Records from a data source
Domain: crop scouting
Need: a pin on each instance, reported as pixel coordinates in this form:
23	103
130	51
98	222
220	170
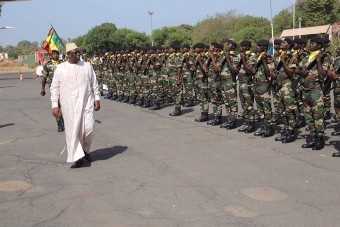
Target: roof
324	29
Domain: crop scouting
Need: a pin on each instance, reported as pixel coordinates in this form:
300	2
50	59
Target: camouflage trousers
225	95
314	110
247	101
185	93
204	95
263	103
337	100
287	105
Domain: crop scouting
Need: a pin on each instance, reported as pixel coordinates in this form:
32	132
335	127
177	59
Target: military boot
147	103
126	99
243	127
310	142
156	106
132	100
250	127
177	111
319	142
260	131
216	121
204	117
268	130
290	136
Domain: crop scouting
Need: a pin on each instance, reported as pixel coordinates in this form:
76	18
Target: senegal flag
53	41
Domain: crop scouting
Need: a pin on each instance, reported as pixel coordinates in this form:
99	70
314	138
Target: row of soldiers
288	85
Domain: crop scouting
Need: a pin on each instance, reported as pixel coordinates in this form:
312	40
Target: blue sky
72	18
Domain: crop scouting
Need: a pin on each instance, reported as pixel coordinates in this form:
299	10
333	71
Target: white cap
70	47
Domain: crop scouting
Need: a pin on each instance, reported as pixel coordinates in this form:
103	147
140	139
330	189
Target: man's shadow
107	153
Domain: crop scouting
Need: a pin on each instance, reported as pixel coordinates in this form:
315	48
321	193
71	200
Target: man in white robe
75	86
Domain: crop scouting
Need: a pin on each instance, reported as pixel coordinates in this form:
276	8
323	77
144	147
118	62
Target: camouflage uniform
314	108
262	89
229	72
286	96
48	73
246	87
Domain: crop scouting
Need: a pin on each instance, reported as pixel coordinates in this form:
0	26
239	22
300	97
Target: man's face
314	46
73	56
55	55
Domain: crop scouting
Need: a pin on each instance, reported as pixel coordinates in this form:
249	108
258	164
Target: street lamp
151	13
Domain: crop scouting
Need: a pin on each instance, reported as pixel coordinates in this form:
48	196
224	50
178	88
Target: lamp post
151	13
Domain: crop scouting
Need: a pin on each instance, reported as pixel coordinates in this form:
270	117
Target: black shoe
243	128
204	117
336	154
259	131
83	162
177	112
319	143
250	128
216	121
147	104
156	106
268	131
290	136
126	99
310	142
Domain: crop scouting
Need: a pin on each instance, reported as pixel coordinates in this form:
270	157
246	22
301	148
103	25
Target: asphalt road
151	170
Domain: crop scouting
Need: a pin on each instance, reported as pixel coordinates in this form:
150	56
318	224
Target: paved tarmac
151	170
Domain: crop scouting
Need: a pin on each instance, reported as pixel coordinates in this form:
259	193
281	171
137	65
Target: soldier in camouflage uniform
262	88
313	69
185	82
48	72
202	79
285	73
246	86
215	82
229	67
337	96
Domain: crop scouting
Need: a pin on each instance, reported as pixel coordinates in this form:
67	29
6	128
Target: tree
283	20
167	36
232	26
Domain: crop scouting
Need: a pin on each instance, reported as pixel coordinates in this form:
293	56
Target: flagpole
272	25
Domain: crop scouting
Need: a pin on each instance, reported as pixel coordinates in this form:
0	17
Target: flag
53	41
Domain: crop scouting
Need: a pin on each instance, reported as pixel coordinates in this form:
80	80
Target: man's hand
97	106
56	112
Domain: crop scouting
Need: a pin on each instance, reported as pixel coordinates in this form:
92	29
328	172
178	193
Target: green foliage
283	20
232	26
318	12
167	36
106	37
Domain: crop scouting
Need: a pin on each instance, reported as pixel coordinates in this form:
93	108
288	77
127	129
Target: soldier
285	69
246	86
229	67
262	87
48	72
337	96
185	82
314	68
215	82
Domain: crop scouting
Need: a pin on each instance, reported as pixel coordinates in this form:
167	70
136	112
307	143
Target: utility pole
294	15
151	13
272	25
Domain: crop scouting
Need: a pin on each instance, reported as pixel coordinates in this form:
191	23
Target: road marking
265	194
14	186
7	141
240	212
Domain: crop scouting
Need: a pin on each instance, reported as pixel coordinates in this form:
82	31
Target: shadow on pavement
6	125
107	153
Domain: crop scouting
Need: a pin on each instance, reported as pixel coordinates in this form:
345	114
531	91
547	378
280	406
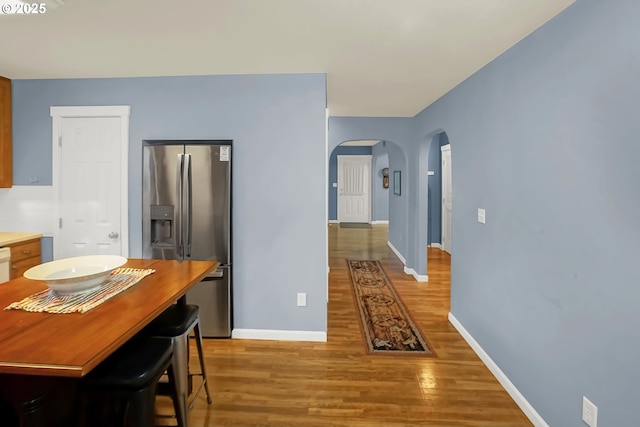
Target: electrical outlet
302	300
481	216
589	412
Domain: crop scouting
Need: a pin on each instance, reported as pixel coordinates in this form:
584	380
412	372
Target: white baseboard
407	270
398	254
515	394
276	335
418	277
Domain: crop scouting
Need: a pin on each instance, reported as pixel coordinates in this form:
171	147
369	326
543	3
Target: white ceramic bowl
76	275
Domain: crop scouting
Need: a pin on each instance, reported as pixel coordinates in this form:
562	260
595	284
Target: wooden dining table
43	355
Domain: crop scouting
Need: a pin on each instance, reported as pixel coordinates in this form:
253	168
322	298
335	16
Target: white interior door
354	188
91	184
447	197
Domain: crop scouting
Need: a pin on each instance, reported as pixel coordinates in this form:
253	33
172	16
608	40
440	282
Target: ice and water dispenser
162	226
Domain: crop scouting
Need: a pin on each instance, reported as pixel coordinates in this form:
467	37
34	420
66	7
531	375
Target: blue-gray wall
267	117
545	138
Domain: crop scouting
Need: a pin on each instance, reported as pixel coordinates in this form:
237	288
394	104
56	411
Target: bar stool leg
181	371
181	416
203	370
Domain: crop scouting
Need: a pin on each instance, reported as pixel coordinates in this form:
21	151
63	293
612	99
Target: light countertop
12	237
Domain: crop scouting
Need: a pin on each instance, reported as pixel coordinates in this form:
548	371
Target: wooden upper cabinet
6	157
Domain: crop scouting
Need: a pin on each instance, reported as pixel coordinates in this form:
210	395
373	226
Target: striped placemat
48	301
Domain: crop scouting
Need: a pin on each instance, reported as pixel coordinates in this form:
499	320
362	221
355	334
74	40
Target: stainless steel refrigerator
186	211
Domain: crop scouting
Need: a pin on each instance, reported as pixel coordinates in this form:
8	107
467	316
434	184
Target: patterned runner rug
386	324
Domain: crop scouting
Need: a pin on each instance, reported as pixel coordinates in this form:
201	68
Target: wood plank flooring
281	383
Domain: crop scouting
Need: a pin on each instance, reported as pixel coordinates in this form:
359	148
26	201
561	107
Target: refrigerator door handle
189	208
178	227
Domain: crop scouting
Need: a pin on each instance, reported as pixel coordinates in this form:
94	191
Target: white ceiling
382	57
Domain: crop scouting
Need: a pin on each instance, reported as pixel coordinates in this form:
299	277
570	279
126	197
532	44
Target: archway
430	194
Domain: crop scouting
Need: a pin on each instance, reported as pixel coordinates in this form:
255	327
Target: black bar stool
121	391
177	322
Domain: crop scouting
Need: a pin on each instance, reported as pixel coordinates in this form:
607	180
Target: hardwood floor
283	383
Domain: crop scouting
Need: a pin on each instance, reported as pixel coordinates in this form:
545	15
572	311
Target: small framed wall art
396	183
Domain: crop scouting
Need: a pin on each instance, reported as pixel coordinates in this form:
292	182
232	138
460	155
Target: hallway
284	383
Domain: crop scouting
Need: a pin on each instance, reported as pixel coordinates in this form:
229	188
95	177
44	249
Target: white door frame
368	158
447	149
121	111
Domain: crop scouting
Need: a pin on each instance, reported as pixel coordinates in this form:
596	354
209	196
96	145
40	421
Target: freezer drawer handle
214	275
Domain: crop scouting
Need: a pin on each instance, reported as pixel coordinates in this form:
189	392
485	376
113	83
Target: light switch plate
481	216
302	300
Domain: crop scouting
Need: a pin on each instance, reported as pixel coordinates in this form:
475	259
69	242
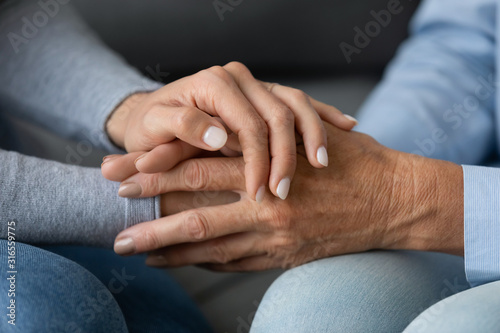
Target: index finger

### Your goal
With the pictures left aside, write out all of the records above exactly.

### Answer space
Domain: crop scouting
Need: a pin on each instance, reported as pixel coordinates in this form:
23	103
130	51
98	222
220	170
Target: roof
324	29
Domain: crop scouting
Need: a pin on each instance, reported as pixel coordinates in this form:
300	2
50	59
Target: camouflage trousers
225	95
314	110
247	101
185	93
204	95
263	103
337	100
287	105
Domain: crop scouting
Need: a pin on each instance, reported as pixel coordinates in this form:
32	132
335	127
177	59
Target: military boot
147	103
126	99
243	127
310	142
156	106
132	100
250	127
177	111
319	142
260	131
216	121
204	117
268	130
290	136
Domain: crop scouting
Need: a pin on each instance, reported as pixel coordinates in this form:
76	18
Target: senegal flag
53	41
Domain: crop scouting
Need: a pin on each instance, reported as pixel coordinates in this form:
99	70
314	138
Target: row of soldiers
288	85
Domain: crop scouting
Need: a pin on each instance, reported as pixel coordinates in this form:
312	40
Target: blue sky
72	18
Domain: crop scouting
Need: a pin on each instance, reported as pixel coordinates in this form:
299	10
333	71
Target: white cap
70	47
Domain: crop scouting
Need: a pin on each instance, reported as pixel coordinates in this form:
103	147
140	139
330	189
Target: man's shadow
107	153
Domain: crop scouting
Need: a pin on each instance, reported as pixel coordinates in this form:
315	48
321	193
71	200
Target: man in white robe
75	86
Domain: crop scouting
Need: a pin on each instance, reported as pixel coordinates in this form:
276	8
323	77
144	147
118	62
Target: camouflage uniform
314	108
262	89
229	72
286	96
48	73
246	87
Domain: crop scouting
Need: a pin on each instance, reported as pixel coordinates in this form:
0	26
239	22
300	97
Target: man's face
314	46
73	56
55	55
Domain: crop scouting
Need: a pin on each instance, reported as pixel coordinates in this form:
249	108
258	164
Target: street lamp
151	13
Domain: crop scouting
Need: a pin on each instance, reported as pixel coordinates in this form:
48	196
224	50
178	88
Target: lamp post
151	13
Domain: crop scouting
Need: a pin on each instance, reported as pixel coordinates in this form:
270	117
Target: black shoe
243	128
204	117
336	154
259	131
83	162
177	112
319	143
250	128
216	121
147	104
156	106
268	131
290	136
126	99
310	142
Domain: crop scouting
Need: a pin on each instance, reported as pixel coordinates in this form:
270	157
246	22
301	148
103	25
Target: asphalt road
151	170
Domain: crop scouting
Need: a pin on each instance, reported as pixel coordinates in this form:
150	56
318	224
Target: paved tarmac
151	170
Domain: crop scouting
Need: a pin on each instance, reported as pixel coordinates in this form:
259	193
281	171
137	65
Target: soldier in camouflage uniform
262	88
313	69
185	82
48	72
202	79
285	73
246	86
215	82
229	67
337	96
Domain: crop scouting
Need: a pin on each instance, reported as pixel coordinates in this form:
67	29
6	128
Target: tree
283	20
167	36
232	26
Domain: crop scouting
Need: a pin on each instance, reported as pixel coordinates in this form:
293	56
Target: flagpole
272	25
Domain: crop scouting
Need: a pin on each instance, reported as pixel coordinates in this form:
0	17
Target: flag
53	41
Domain: crop scouting
Need: a pin on each instance, reported as pixel coordinates in this form:
80	80
Target: man's hand
97	106
56	112
Domain: crop scouting
Need: a pin on each instance, reported as pixel coordinates in this form:
92	29
328	172
178	193
Target: green foliage
283	20
232	26
318	12
167	36
106	37
Domain: crop scouting
Need: a pin on each instance, reported as pixel coordinates in this form:
93	108
288	77
127	129
Target: soldier
285	69
246	86
229	67
262	87
48	72
337	96
185	82
314	68
215	82
Domain: crop scouting
Need: a pin on each instance, reported as pixel coordinates in this form:
167	70
136	112
307	143
Target: utility pole
294	15
151	13
272	25
Domain: crop scouting
Need: a pin on each instance, reported as pixel coordinates in this form:
191	23
Target: road marking
265	194
14	186
7	141
240	212
Domain: crop scouting
Need: a pin on each instance, reported as pixel coordinates in this form:
82	31
Target: shadow on pavement
6	125
107	153
Domain: crop scouting
Need: a pin on each instance, reported as pixel coordinates in this form:
345	114
531	91
547	378
280	406
Target: electrical outlet
302	300
481	216
589	412
Domain: crop scouting
Need: a pin on each instance, reported as pixel coordinates in this form:
584	380
412	372
Target: white baseboard
407	270
398	254
515	394
276	335
418	277
Domain: crop scouting
Need: a pin on each instance, reported as pixel coordinates in this form:
171	147
369	326
543	3
Target: white ceramic bowl
76	275
Domain: crop scouting
Need: a pin on each instance, reported as pixel coordinates in this form:
562	260
595	284
Target: wooden dining table
43	355
Domain: crop scouting
Need: a pin on each instance, reported as pixel coordinates in this form:
253	168
322	298
335	16
Target: white interior door
354	188
91	184
447	197
Domain: crop scouting
Need: a pin on each instance, reported as pixel coordinates in this form:
253	33
172	16
608	40
440	282
Target: ice and water dispenser
162	226
Domain: crop scouting
Need: a pin on each instance, reported as pixel coordinates in this form:
467	37
34	420
66	7
531	375
Target: blue-gray wall
267	117
545	138
Domain: crop scouting
Need: a pin on each instance, reported as pixel coordinates in this form:
237	288
394	104
56	411
Target: bar stool leg
181	371
181	416
203	370
Domain: crop scouting
Need: a pin on each instance, reported as pixel coordinates in this form:
21	151
63	293
612	99
Target: light countertop
12	237
Domain: crop scouting
Need: a pin on each instance, reported as pixel coordinates in this form:
548	371
Target: wooden upper cabinet
6	157
Domain: crop scouting
Need: a pin on each instance, reported as pixel coordinates in this form:
210	395
373	226
Target: striped placemat
48	301
Domain: crop scouting
Need: a pin on each instance, reported as pixel coordinates in this form:
499	320
362	221
355	334
74	40
Target: stainless steel refrigerator
186	211
Domain: crop scouting
Need: a pin on each instance, reported as pixel coordinates in this form:
8	107
467	316
434	184
Target: patterned runner rug
386	324
Domain: crop scouting
Need: a pin on each instance, reported as pixel coordinates in this form:
201	68
Target: wood plank flooring
281	383
Domain: crop scouting
Need: a pin on each instance, reported as pixel coordinates in this form:
359	148
26	201
561	107
Target: refrigerator door handle
189	208
178	227
Domain: crop scouting
Need: a pin on each instance, reported as pixel coordinates in this form:
94	191
Target: white ceiling
382	57
Domain: crop scouting
Need: a pin on each instance, reported as pixel coordinates in this form:
299	277
570	279
126	197
532	44
Target: archway
430	194
Domain: crop scouting
Need: a pin on each instance, reported as pixel coordinates in this form:
255	327
Target: black bar stool
121	391
177	322
Domain: crop scouting
Need: a pin on each instance, reported as pixel coordinates in this form:
607	180
Target: hardwood floor
283	383
Domain: crop scouting
Need: a pin on each instance, reported as pixel coordinates in this form:
545	15
572	311
Target: small framed wall art
396	183
Domain: crop scouting
Need: a pin on each instance, reported as pixel coordinates in this form:
292	182
232	138
460	155
Target: hallway
284	383
Domain: crop scouting
Need: a pin on each instance, reported as pixel coordinates in this form:
229	188
95	177
44	249
Target: white door frame
368	158
447	149
121	111
Domain: crop scouting
Need: a pin on each instance, reported as pixel coordinates in this form:
596	354
209	196
96	145
40	421
Target: freezer drawer handle
214	275
Domain: crop scouting
Need: a pin on each instance, reported as pixel coordinates in this form:
189	392
485	376
113	83
Target: light switch plate
481	216
302	300
Domain: crop scouting
Need: a pin on each instance, reported as pixel coordinates in this form:
475	259
69	242
Target: index finger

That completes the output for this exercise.